▶ JOB:
Give back exactly the lines from the one containing "In this exercise you will pick out the five" through the end of the records, including both, and no others.

▶ EXTRACTED RECORDS:
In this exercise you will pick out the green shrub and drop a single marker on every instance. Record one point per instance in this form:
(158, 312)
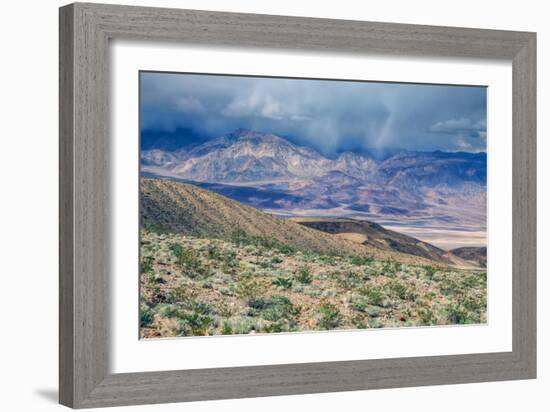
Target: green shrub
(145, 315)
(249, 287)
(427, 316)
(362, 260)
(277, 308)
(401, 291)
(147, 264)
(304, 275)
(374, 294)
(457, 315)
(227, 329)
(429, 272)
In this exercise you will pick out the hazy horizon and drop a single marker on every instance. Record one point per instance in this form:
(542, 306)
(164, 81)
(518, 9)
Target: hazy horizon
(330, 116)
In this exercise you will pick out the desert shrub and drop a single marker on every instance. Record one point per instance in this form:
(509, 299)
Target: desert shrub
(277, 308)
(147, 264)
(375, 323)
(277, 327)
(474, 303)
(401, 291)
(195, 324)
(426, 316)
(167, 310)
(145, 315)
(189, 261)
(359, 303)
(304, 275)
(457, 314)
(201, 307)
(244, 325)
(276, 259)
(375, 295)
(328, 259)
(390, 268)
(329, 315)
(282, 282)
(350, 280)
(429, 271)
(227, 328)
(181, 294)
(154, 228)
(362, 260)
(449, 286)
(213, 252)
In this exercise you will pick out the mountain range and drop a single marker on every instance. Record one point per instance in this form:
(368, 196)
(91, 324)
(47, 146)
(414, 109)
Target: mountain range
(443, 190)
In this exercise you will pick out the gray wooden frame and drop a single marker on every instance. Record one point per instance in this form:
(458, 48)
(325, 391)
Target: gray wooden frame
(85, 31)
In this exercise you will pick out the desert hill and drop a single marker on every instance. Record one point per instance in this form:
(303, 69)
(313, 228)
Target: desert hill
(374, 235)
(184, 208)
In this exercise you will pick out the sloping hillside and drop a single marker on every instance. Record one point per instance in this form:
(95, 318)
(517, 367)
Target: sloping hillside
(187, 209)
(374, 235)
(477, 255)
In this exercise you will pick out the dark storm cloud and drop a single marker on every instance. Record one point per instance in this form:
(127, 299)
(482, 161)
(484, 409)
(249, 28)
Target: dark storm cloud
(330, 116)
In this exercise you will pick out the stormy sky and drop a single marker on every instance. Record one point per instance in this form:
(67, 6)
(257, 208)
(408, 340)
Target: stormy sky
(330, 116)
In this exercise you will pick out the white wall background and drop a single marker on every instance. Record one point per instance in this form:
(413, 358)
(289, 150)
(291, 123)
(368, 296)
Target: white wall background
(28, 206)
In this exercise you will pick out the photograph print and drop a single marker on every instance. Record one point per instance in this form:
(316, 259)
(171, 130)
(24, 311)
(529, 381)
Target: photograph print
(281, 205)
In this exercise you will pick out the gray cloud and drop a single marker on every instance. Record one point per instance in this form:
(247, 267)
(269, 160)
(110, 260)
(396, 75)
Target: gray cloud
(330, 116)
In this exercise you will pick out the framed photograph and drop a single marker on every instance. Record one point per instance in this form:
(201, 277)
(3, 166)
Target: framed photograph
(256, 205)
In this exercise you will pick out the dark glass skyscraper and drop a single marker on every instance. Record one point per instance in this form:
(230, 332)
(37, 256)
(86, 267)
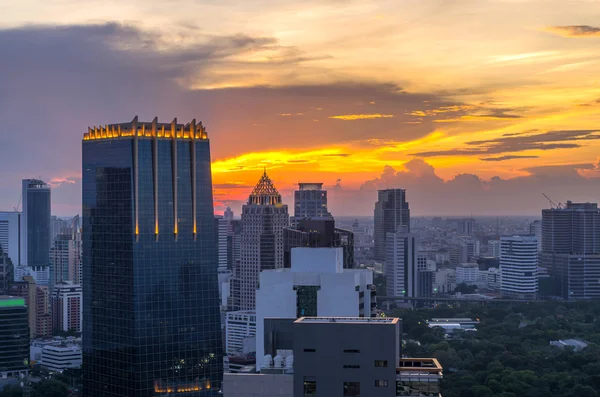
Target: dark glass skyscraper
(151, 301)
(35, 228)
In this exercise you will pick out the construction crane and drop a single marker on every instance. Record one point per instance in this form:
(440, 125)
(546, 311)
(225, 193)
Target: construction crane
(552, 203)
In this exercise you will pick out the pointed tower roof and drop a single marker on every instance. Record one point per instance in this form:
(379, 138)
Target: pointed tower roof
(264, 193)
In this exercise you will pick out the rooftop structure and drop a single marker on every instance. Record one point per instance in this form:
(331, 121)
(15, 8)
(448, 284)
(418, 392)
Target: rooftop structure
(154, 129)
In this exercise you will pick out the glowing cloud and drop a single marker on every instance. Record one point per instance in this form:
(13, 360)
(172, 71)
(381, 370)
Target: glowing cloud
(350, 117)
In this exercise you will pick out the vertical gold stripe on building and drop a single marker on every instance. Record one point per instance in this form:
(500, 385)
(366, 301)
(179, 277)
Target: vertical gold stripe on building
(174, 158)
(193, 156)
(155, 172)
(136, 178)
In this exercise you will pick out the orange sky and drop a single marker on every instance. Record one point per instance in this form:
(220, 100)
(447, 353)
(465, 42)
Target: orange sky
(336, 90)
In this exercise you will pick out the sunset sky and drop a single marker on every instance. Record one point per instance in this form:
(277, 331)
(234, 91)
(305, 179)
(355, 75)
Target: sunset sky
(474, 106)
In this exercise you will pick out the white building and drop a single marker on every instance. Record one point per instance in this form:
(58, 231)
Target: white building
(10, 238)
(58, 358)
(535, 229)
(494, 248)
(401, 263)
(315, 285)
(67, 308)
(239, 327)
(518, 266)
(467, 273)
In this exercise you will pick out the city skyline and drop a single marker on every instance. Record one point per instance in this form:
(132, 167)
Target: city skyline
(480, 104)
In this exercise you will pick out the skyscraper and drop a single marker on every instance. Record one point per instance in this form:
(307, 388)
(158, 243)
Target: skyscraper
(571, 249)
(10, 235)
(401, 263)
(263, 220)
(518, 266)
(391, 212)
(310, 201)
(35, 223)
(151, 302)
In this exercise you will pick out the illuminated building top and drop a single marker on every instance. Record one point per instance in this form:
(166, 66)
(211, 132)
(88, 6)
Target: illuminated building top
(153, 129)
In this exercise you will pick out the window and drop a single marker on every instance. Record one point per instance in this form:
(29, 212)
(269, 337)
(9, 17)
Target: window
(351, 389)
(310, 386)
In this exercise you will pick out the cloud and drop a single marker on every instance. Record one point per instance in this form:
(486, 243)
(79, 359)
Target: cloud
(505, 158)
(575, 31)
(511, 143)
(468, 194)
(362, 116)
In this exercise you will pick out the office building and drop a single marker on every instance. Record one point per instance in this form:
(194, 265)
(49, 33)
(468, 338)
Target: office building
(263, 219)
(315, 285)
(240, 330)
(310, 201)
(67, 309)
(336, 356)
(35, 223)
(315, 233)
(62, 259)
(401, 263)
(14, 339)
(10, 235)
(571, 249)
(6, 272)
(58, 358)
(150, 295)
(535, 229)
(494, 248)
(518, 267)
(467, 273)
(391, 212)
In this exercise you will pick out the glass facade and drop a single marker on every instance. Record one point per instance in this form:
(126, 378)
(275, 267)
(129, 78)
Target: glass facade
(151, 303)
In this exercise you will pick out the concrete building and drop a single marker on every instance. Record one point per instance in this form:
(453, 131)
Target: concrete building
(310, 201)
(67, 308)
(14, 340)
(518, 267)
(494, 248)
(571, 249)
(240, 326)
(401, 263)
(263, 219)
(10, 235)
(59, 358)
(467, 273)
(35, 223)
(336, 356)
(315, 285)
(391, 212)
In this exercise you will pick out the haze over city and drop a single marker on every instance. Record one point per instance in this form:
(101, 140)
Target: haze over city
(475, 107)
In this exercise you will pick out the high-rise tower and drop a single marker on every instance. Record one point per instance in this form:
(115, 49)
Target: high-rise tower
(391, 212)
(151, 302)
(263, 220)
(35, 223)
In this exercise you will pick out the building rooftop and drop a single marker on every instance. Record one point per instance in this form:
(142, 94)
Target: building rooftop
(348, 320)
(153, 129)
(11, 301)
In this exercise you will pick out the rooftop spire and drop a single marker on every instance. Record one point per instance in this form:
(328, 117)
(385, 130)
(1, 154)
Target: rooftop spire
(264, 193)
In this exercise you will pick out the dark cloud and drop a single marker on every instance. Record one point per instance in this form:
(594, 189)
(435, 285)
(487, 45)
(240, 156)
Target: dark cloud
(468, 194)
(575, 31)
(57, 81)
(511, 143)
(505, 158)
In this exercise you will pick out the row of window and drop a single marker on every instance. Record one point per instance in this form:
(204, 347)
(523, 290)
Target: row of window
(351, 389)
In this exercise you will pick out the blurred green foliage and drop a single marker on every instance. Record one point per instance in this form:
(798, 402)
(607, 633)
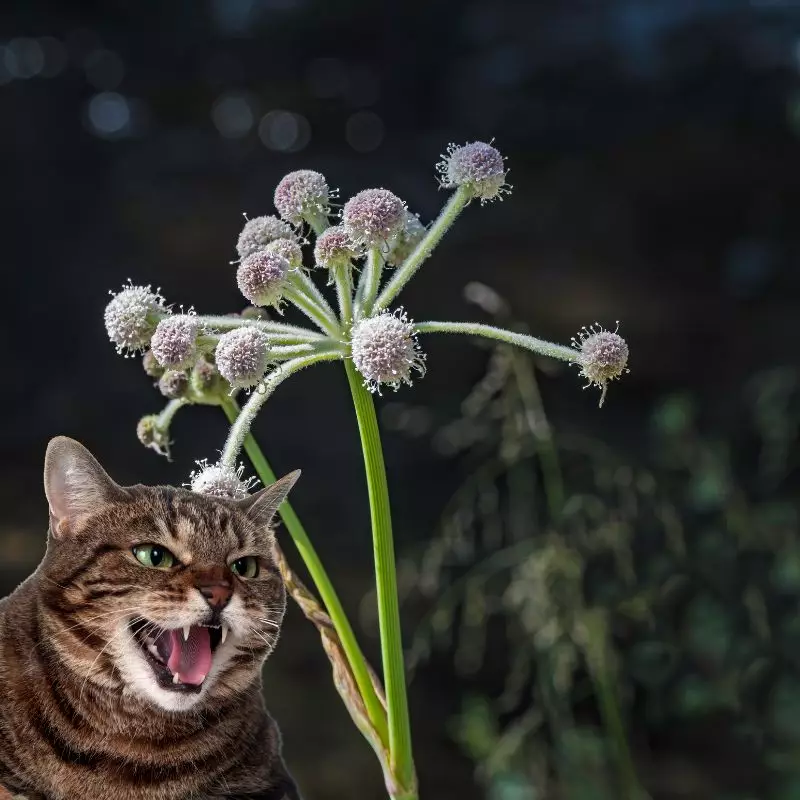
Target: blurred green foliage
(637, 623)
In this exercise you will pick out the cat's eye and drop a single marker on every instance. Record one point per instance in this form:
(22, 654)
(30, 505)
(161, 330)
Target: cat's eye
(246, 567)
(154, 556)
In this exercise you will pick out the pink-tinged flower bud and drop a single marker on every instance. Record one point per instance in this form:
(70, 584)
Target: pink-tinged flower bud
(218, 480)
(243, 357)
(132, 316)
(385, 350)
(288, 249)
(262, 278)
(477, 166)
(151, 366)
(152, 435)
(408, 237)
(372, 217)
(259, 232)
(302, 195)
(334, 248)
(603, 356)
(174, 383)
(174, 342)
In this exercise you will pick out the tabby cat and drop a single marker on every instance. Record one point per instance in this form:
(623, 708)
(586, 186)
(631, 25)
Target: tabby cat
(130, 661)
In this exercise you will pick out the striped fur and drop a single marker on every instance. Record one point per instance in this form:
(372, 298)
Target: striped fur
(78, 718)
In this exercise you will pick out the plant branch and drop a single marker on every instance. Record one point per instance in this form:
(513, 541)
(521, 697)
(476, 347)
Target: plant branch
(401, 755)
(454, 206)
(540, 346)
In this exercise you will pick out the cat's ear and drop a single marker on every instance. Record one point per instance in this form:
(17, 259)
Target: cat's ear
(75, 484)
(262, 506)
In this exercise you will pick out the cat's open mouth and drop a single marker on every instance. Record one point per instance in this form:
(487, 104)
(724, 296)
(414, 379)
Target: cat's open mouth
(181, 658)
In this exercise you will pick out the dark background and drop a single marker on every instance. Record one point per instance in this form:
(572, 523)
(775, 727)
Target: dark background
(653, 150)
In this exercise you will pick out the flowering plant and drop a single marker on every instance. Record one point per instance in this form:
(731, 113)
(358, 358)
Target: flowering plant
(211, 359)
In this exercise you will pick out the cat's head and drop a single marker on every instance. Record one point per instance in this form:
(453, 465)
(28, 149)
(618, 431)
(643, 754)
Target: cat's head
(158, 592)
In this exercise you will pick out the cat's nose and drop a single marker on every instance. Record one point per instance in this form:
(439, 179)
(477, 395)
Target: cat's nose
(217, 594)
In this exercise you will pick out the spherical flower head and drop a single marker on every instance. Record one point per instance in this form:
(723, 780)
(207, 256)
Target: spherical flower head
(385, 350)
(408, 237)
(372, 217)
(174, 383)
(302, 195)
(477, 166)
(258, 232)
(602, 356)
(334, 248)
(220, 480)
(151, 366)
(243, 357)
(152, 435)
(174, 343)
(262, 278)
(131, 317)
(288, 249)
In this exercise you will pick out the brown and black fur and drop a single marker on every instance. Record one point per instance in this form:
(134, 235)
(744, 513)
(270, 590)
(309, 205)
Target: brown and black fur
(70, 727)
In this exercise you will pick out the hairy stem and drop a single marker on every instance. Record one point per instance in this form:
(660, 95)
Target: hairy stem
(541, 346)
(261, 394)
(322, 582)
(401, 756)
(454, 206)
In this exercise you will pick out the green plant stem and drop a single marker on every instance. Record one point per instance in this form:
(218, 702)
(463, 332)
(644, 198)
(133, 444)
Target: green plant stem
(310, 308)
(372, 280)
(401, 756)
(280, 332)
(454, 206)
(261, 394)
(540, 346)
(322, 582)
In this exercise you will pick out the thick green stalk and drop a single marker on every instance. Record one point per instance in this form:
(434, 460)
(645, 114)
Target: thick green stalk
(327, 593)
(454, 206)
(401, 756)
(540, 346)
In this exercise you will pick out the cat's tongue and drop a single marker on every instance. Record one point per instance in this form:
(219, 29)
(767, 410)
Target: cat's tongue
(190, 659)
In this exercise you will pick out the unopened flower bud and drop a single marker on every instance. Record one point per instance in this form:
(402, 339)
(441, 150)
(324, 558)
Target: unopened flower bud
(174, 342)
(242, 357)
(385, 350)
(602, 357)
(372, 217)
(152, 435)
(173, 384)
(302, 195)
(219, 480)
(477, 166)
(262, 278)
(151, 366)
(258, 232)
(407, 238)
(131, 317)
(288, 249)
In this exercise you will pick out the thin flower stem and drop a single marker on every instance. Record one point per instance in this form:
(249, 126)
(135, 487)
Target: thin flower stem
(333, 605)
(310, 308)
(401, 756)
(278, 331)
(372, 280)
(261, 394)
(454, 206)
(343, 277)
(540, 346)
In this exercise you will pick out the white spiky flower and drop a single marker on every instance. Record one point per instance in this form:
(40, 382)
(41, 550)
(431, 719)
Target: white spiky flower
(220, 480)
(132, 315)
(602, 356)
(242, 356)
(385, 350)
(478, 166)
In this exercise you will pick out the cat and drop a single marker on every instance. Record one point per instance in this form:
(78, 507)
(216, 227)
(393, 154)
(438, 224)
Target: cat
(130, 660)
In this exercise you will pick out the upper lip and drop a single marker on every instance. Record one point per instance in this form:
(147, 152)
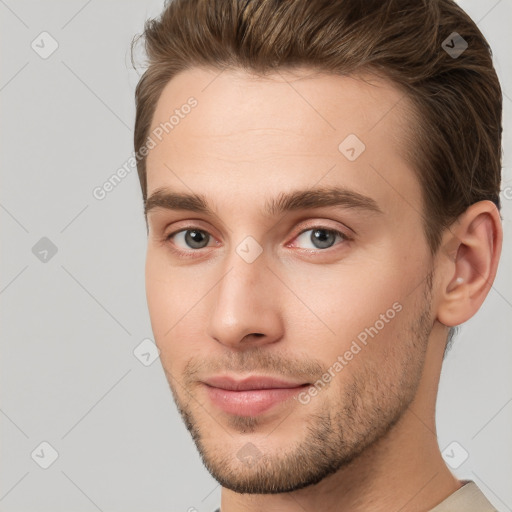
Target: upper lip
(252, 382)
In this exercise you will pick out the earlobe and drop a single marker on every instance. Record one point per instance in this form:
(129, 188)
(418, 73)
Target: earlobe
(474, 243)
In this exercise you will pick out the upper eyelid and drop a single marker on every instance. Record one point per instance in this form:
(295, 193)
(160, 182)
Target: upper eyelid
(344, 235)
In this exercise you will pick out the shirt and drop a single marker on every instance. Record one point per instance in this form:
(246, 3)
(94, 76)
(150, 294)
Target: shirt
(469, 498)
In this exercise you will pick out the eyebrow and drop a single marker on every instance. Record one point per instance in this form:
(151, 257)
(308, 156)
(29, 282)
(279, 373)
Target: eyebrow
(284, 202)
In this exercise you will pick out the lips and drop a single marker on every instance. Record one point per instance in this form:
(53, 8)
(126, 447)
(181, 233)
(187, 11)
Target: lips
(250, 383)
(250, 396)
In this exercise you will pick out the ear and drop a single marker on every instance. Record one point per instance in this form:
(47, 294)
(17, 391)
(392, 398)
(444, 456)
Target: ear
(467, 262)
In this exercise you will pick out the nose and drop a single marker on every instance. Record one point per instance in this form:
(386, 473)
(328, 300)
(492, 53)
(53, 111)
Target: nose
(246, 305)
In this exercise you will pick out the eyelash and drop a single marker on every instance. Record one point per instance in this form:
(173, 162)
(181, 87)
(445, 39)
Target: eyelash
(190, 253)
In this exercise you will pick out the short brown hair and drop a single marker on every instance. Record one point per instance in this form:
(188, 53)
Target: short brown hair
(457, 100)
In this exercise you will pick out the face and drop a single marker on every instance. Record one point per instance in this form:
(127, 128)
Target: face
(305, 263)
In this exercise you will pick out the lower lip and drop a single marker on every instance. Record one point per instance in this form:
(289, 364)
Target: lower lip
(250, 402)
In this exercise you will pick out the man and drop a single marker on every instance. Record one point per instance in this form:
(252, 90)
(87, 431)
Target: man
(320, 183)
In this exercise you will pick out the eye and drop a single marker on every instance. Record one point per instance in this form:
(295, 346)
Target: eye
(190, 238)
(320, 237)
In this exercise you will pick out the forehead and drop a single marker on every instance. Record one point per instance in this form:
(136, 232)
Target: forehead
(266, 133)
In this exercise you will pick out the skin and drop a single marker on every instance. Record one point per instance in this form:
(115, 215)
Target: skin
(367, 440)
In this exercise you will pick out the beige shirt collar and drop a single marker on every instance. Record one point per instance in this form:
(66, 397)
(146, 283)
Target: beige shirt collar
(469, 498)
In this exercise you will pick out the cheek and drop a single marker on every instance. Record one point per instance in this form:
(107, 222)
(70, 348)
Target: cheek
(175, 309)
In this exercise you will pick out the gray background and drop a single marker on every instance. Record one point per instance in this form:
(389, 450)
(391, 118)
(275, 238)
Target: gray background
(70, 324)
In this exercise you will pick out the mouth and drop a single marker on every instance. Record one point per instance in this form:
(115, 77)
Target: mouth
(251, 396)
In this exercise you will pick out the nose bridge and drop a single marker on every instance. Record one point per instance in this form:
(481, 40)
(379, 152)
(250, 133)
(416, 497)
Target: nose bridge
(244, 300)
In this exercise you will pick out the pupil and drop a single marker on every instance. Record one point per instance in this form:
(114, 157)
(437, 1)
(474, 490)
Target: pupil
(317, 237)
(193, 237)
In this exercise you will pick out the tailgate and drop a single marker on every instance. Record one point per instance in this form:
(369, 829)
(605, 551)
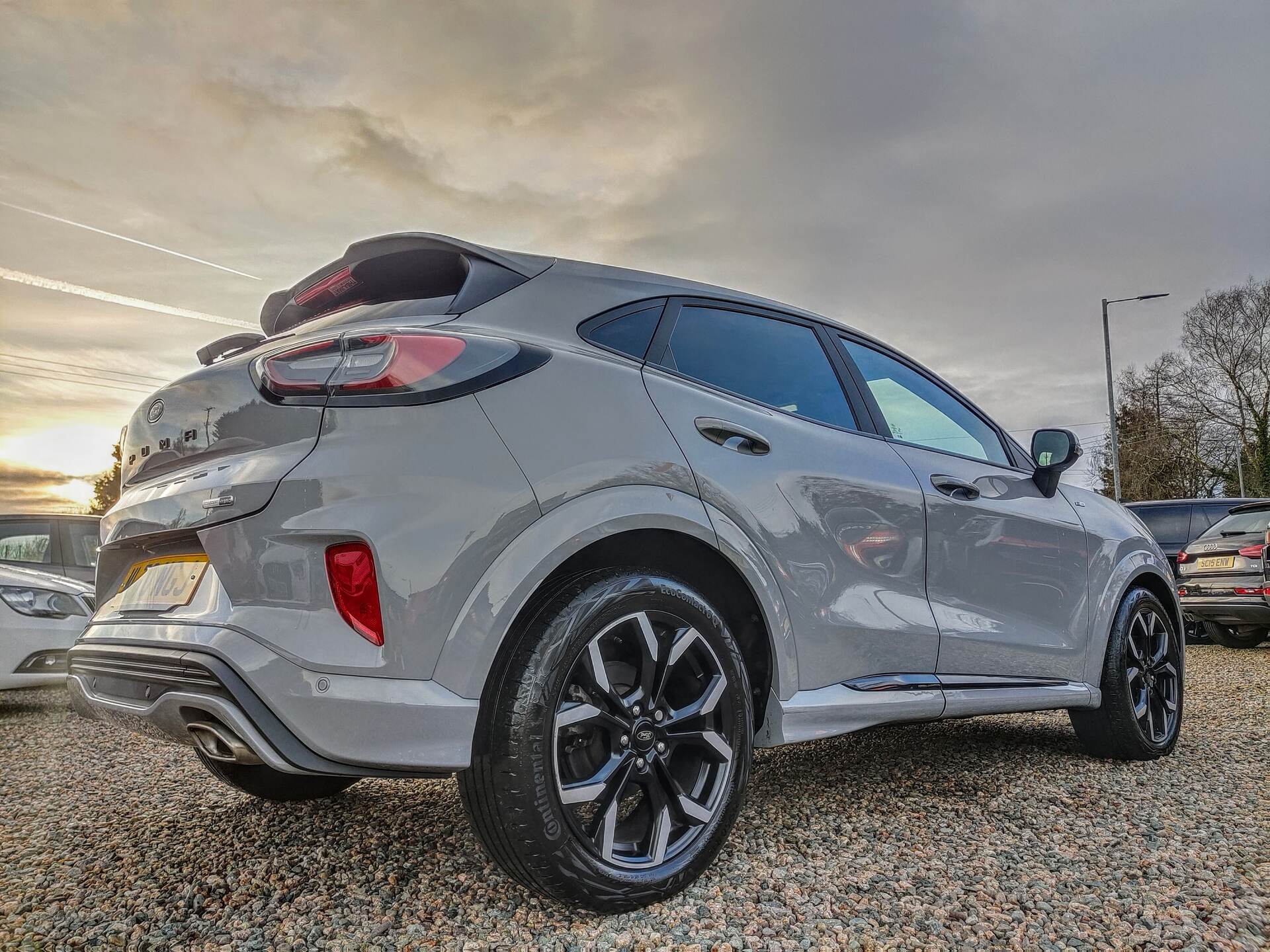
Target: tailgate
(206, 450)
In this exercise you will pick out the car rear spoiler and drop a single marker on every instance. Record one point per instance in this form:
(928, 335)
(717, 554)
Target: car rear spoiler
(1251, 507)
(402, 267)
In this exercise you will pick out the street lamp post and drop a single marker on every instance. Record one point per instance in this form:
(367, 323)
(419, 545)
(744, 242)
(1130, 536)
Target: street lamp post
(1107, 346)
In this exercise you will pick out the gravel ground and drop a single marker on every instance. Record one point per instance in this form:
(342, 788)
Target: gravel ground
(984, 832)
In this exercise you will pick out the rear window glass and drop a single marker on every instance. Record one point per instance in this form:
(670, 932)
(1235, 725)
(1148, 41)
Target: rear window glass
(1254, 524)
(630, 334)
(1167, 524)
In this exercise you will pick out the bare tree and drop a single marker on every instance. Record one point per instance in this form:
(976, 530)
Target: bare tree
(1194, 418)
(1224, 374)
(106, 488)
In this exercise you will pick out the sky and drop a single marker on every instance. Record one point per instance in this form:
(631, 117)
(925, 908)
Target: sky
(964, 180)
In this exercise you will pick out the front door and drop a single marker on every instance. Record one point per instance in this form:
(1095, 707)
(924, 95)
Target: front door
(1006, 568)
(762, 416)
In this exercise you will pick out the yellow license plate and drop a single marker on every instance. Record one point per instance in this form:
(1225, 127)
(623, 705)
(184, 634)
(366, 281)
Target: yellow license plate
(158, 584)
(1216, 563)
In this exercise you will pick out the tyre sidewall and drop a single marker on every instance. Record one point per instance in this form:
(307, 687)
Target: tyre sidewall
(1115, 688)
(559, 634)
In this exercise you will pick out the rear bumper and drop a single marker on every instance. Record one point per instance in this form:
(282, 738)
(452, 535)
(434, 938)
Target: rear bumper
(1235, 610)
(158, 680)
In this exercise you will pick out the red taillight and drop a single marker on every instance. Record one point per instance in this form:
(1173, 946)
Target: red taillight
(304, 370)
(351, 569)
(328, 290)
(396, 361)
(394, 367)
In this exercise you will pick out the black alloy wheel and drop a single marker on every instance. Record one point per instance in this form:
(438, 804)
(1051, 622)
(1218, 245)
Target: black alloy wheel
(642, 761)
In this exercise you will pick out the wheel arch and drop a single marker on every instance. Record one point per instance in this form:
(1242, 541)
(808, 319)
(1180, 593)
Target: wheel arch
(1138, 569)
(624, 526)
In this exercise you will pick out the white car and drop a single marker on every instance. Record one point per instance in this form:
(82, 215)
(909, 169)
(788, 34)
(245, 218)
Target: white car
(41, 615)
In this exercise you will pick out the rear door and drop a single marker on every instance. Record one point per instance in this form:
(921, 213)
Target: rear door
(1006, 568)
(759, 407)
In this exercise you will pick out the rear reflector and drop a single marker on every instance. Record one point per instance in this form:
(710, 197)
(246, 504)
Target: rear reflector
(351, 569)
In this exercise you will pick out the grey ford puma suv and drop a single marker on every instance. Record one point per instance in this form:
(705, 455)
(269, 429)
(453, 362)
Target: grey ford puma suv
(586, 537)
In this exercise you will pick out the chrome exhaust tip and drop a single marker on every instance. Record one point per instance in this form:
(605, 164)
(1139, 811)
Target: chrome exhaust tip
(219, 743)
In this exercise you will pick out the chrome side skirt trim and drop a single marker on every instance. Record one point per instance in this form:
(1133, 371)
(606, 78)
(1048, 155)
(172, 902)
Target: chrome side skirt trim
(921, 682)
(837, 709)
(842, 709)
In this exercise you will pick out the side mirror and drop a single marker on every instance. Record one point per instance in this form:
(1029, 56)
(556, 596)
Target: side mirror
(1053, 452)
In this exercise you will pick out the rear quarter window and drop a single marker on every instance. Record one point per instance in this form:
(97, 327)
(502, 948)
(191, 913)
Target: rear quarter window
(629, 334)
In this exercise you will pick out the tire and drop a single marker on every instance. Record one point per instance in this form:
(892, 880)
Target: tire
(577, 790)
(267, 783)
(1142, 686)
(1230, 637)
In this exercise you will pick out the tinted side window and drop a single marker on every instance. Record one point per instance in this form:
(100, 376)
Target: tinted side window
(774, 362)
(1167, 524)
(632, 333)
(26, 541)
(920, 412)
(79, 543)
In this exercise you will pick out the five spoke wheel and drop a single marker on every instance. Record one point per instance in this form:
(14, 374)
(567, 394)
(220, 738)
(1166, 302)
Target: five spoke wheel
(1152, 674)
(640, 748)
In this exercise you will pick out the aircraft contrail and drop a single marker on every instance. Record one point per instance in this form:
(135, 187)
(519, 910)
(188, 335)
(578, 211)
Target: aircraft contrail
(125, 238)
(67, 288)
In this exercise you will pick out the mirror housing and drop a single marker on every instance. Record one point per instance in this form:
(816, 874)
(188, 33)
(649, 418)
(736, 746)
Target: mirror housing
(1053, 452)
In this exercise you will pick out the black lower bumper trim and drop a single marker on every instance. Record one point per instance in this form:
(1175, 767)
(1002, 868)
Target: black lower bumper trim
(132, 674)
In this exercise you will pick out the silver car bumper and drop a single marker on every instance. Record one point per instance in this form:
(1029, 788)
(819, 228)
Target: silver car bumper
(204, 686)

▶ SOLUTION BELOW:
In this exercise you will pick out the five spoke wheel and drop a single marker on every instance. Record one point per instance in this form:
(14, 374)
(567, 394)
(220, 738)
(1166, 302)
Target: five spoke wheel
(1152, 674)
(640, 748)
In this exercise you will pick out the aircraft contrail and drop a single marker on every instance. Record one point per instance in this form:
(135, 187)
(519, 910)
(188, 335)
(578, 211)
Target: aircraft contrail
(125, 238)
(67, 288)
In this exercise you will pick out the mirror housing and drop a single marker on every instance. Record one point per instance in this form:
(816, 874)
(188, 33)
(649, 418)
(736, 746)
Target: mirror housing
(1053, 452)
In this exercise you will pick out the black lower bumper trim and drop a single marker on every instance. Record one point per instance in this form:
(1175, 767)
(1002, 868)
Target: black lower bumper trim
(132, 674)
In this exercise you will pick out the silver car bumper and drop a single marker on every instance. Record one point per instance in this form:
(1029, 788)
(819, 228)
Target: silver car bumper
(204, 686)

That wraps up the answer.